WHAT THE EXERCISE ASKS:
Copy each of the rows below exactly, leaving out the pictures.

MATERIAL SHOWN:
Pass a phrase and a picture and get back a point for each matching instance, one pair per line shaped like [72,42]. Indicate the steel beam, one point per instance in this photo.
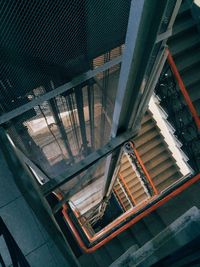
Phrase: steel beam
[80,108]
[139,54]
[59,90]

FINAL ANSWER:
Pass a phrase and a picture and get back a point for each matching instance, one pair per line shaped like [72,42]. Indicate the steel beam, one point per instance in this photo.
Phrase: steel beam
[80,108]
[139,54]
[59,90]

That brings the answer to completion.